TEXT UNDER STUDY section start

# Hemoccult



## KristieStokesCPC (Oct 1, 2008)

Can we (family practice) charge for a Hemoccult 82270 if we don't have a CLIA license?

Thanks


----------



## luv2code (Oct 1, 2008)

according to the people in my lab..no you can't. But you may want to check it out with the lab that you commonly use.  GOOD LUCK!


----------



## KristieStokesCPC (Oct 1, 2008)

Could we if we had a CLIA license or am I correct in understanding that all the 8000 codes are strictly Path/Lab codes only?


----------



## ARCPC9491 (Oct 1, 2008)

In order to bill and receive payment for certain laboratory tests in the 80xxx series, yes, you will need a CLIA number in order to get paid - for Medicare and Medicaid. Keep in mind, CLIA is maintained by CMS. If a CLIA waived lab is billed to Medicare or Medicaid - you HAVE to have a CLIA number on the claim to get paid.  Some private payors, don't require this.


----------



## KristieStokesCPC (Oct 1, 2008)

Great...thank you. It's for a private insurance. I actually just got paid today on it from BCBS Florida, so that answered my question when I got my remits in this afternoon.... Thank you all!


----------



## RebeccaWoodward* (Oct 2, 2008)

http://www.cms.hhs.gov/CLIA/downloads/HowObtainCLIACertificate.pdf


----------

TEXT UNDER STUDY section end

TASK LIST:
a. Translate this sentence from the thread into Spanish: "Keep in mind, CLIA is maintained by CMS."
b. Swap "private" for "commercial" and give again the part of the thread that opens with the words containing "In order to bill" and closes with "Thank you all!".
The data have nothing to do with the thread.

INFORMATION SHOWN section start

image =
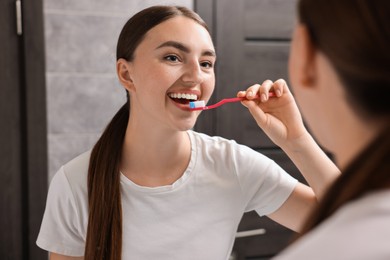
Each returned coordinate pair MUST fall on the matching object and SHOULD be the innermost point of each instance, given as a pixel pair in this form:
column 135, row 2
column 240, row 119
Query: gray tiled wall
column 82, row 90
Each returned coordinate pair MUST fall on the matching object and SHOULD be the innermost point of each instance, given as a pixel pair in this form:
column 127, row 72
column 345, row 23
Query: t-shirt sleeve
column 265, row 185
column 60, row 228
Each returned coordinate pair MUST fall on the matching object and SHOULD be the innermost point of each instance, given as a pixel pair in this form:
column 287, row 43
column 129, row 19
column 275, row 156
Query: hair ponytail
column 104, row 235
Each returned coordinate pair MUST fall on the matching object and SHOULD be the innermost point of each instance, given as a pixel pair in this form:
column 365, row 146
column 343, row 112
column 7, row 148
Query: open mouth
column 183, row 98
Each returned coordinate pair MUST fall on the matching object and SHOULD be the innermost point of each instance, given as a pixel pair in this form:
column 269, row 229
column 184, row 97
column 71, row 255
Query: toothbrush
column 201, row 105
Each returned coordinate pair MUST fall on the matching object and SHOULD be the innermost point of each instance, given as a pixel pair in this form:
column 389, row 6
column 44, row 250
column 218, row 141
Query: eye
column 207, row 64
column 172, row 58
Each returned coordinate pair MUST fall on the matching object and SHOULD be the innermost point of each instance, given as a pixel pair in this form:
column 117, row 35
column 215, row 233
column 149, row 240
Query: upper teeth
column 185, row 96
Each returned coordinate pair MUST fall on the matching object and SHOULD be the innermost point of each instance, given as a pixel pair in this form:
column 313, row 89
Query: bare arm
column 54, row 256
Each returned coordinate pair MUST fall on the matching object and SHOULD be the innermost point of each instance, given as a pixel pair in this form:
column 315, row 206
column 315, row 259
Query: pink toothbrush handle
column 229, row 100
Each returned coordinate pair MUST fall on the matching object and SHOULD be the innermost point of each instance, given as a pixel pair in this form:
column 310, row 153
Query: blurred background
column 59, row 90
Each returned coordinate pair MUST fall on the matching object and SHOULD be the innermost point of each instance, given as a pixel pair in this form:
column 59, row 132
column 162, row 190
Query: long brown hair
column 104, row 235
column 355, row 36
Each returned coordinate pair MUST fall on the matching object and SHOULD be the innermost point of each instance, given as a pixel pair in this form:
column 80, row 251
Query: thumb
column 257, row 113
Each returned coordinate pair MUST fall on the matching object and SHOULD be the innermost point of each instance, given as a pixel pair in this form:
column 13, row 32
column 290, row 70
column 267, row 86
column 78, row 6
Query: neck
column 154, row 157
column 355, row 137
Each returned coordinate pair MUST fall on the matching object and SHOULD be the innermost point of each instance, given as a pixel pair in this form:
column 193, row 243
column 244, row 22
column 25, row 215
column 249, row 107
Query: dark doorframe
column 23, row 149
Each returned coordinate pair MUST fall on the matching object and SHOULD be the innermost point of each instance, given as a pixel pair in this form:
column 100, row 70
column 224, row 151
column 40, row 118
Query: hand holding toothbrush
column 279, row 117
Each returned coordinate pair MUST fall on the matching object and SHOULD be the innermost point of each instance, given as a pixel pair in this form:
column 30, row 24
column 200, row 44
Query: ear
column 303, row 58
column 124, row 72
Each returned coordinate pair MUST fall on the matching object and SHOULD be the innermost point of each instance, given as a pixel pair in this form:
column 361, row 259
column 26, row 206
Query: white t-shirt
column 194, row 218
column 360, row 230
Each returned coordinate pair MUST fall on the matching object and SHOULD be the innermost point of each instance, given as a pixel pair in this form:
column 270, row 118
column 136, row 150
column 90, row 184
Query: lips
column 183, row 98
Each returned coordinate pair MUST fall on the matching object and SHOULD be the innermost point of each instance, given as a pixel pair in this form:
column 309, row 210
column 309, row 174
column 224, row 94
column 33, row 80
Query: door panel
column 252, row 39
column 23, row 164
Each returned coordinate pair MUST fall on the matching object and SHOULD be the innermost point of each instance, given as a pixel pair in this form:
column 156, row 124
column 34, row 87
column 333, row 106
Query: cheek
column 209, row 86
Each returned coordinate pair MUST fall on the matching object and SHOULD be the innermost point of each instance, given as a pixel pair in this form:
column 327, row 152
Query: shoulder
column 72, row 178
column 76, row 170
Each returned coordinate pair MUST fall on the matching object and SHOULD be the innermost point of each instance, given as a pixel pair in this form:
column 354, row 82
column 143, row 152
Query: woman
column 153, row 189
column 339, row 68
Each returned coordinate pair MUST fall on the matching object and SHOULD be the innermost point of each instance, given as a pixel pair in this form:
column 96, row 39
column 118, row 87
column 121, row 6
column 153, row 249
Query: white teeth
column 184, row 96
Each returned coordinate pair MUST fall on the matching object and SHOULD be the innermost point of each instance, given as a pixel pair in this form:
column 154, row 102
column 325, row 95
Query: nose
column 193, row 73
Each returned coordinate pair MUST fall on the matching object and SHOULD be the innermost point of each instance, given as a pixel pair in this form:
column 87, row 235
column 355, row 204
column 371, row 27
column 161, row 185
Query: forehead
column 180, row 29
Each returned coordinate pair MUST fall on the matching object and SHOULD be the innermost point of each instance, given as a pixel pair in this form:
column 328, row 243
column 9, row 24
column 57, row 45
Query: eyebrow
column 184, row 48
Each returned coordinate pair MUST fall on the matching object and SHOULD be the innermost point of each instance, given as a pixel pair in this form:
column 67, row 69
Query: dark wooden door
column 23, row 163
column 252, row 39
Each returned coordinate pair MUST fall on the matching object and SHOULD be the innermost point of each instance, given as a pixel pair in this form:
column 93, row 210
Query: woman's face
column 172, row 66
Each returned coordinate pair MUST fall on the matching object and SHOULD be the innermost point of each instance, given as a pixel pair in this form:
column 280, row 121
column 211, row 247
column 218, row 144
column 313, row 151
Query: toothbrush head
column 197, row 104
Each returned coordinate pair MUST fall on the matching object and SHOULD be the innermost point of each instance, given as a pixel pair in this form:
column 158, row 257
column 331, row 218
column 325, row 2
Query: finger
column 241, row 93
column 264, row 90
column 252, row 91
column 256, row 112
column 280, row 87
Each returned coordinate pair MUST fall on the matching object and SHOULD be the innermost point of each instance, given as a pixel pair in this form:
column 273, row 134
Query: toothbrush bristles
column 196, row 104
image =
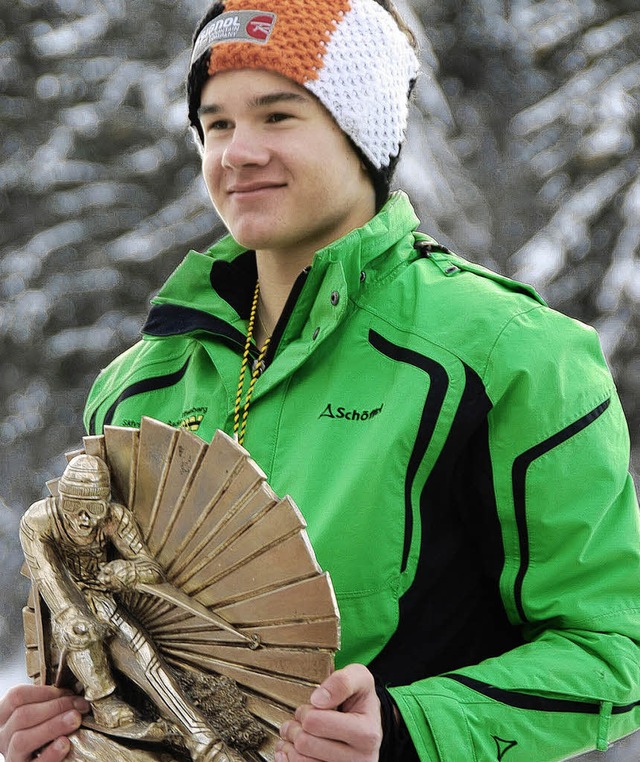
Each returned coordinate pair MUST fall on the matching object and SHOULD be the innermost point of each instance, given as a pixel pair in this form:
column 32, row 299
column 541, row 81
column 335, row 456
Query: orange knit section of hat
column 297, row 43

INFORMATION SHOWN section end

SOLUTIONS TO THE EXERCISE:
a. Tenga en cuenta que CLIA es administrado por CMS.

b.
In order to bill and receive payment for certain laboratory tests in the 80xxx series, yes, you will need a CLIA number in order to get paid - for Medicare and Medicaid. Keep in mind, CLIA is maintained by CMS. If a CLIA waived lab is billed to Medicare or Medicaid - you HAVE to have a CLIA number on the claim to get paid.  Some commercial payors, don't require this.


----------



## KristieStokesCPC (Oct 1, 2008)

Great...thank you. It's for a commercial insurance. I actually just got paid today on it from BCBS Florida, so that answered my question when I got my remits in this afternoon.... Thank you all!